____ Provided data
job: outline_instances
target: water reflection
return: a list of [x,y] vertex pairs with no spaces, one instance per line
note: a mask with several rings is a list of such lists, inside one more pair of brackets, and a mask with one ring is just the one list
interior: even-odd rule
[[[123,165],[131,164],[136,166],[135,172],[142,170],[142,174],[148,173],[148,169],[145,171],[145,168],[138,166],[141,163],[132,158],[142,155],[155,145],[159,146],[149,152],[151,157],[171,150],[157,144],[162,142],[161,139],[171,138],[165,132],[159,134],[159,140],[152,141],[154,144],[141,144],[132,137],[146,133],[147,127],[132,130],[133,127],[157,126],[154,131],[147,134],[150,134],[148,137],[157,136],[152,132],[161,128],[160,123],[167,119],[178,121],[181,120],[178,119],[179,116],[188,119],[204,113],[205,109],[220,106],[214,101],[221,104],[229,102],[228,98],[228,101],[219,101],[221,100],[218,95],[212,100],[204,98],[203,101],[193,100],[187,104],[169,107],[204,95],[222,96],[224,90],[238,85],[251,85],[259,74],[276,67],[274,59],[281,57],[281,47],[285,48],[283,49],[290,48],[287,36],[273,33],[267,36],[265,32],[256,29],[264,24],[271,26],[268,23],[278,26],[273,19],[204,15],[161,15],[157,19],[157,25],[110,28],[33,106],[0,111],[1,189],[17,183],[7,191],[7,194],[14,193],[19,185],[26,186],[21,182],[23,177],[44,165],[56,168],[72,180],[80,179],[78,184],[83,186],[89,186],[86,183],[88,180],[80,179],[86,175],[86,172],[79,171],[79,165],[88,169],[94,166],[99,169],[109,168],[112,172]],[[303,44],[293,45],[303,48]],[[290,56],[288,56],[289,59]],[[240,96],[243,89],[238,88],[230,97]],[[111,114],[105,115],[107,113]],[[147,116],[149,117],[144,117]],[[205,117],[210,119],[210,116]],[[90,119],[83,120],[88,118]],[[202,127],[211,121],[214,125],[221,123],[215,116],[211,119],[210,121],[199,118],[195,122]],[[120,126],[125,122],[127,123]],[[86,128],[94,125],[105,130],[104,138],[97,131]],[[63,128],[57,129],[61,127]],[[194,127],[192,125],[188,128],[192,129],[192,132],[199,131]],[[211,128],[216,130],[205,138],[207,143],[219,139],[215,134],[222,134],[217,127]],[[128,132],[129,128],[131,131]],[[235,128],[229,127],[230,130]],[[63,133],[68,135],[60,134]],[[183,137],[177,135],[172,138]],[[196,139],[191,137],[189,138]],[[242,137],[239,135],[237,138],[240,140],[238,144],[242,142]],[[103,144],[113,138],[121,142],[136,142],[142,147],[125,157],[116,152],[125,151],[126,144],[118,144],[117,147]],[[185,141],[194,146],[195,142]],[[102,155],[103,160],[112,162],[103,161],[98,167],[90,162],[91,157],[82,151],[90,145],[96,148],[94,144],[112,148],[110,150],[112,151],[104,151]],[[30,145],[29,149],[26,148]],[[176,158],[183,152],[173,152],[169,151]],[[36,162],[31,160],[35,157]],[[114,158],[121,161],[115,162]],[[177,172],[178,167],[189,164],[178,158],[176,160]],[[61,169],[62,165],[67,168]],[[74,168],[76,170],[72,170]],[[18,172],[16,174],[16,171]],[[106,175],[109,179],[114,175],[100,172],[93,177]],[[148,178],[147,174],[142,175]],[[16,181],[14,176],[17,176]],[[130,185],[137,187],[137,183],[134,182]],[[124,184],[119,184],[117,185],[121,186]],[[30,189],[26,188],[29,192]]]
________
§ Aim of the task
Lay out every line of the items above as a numbered list, and leave out any blank lines.

§ Exercise result
1. job: outline_instances
2. target: water reflection
3. return: a list of [x,y] vertex pairs with no spaces, one instance per line
4. note: a mask with several rings is a list of such lists, inside one more pair of brackets, and a mask with one ring is just the one list
5. interior: even-odd rule
6. [[[123,165],[131,164],[136,166],[135,172],[142,170],[142,174],[148,173],[148,169],[145,171],[145,168],[138,166],[141,163],[132,158],[142,155],[155,145],[159,146],[149,152],[151,157],[171,150],[157,144],[162,142],[161,139],[171,138],[165,132],[159,134],[159,140],[152,141],[154,144],[141,144],[132,137],[146,133],[147,127],[132,130],[133,127],[157,126],[154,131],[147,134],[150,134],[148,137],[157,136],[152,132],[161,128],[160,123],[167,119],[178,121],[181,120],[178,119],[179,116],[188,119],[204,113],[205,109],[220,106],[214,101],[221,104],[229,102],[228,98],[228,101],[219,101],[221,100],[218,95],[212,100],[204,98],[203,101],[193,100],[187,104],[169,107],[204,95],[222,96],[224,90],[238,85],[251,85],[259,74],[276,67],[274,59],[281,57],[281,47],[285,48],[283,49],[290,48],[287,36],[273,33],[267,36],[265,32],[256,29],[264,24],[271,26],[268,23],[278,26],[273,19],[204,15],[161,15],[157,19],[157,25],[110,28],[33,106],[0,111],[1,189],[17,183],[7,191],[7,194],[14,193],[19,185],[26,186],[21,182],[23,177],[44,165],[56,168],[72,180],[80,179],[78,184],[83,186],[89,186],[86,183],[88,180],[80,179],[86,175],[86,172],[79,171],[79,165],[88,169],[94,166],[99,169],[109,168],[112,172]],[[303,44],[293,45],[303,48]],[[290,56],[288,56],[289,59]],[[240,96],[243,89],[238,88],[230,97]],[[111,114],[105,115],[107,113]],[[147,116],[149,117],[144,117]],[[205,117],[210,119],[210,116]],[[90,119],[83,120],[88,118]],[[202,127],[211,121],[214,125],[221,123],[215,116],[211,119],[210,121],[199,118],[195,122]],[[120,126],[125,122],[127,123]],[[86,128],[94,125],[105,130],[104,138],[97,131]],[[63,128],[57,129],[61,127]],[[194,127],[192,125],[188,128],[192,129],[192,132],[199,131]],[[211,128],[216,130],[205,138],[207,143],[219,139],[215,134],[222,134],[217,127]],[[128,132],[129,128],[131,131]],[[235,128],[229,127],[230,130]],[[63,133],[68,135],[60,134]],[[183,137],[177,135],[172,138]],[[196,139],[191,137],[189,138]],[[242,137],[239,135],[237,138],[240,140],[238,144],[242,142]],[[103,144],[113,138],[121,142],[136,142],[142,147],[125,157],[116,152],[125,151],[126,144],[118,144],[117,147]],[[185,141],[194,146],[195,142]],[[102,155],[103,160],[112,162],[103,161],[98,167],[90,162],[91,157],[82,151],[90,145],[96,148],[94,144],[112,148],[110,150],[112,151],[104,151]],[[30,145],[29,149],[26,148]],[[176,158],[183,152],[173,152],[169,151]],[[36,162],[31,160],[35,157]],[[114,158],[121,161],[115,162]],[[177,172],[178,167],[189,164],[178,158],[176,160]],[[61,169],[62,165],[67,168]],[[74,168],[76,170],[72,170]],[[18,172],[16,174],[16,171]],[[106,175],[109,179],[114,175],[100,172],[93,177]],[[148,178],[147,174],[142,175]],[[16,181],[14,176],[17,176]],[[130,185],[137,187],[137,183],[134,182]],[[124,184],[119,184],[117,185],[121,186]],[[30,189],[26,188],[29,192]]]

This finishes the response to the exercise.